◆ Record excerpts ◆
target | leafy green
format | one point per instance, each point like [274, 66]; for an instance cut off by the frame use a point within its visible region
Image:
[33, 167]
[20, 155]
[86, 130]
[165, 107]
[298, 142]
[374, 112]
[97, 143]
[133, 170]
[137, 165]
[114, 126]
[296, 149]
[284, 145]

◆ The problem ◆
Reproduce the listing above in full, requests included, with each point coordinate in the answers scaled by 2.2 and rounded to a whole number, halves up. Leave the numbers in the requests, including the format sample, unchanged.

◆ Answer ◆
target | leafy green
format | one point per instance, each point like [274, 66]; for an instance cut off by the frame use a point within its visible region
Image:
[73, 367]
[44, 341]
[189, 286]
[363, 235]
[656, 312]
[823, 246]
[213, 315]
[293, 374]
[301, 363]
[251, 277]
[651, 328]
[625, 319]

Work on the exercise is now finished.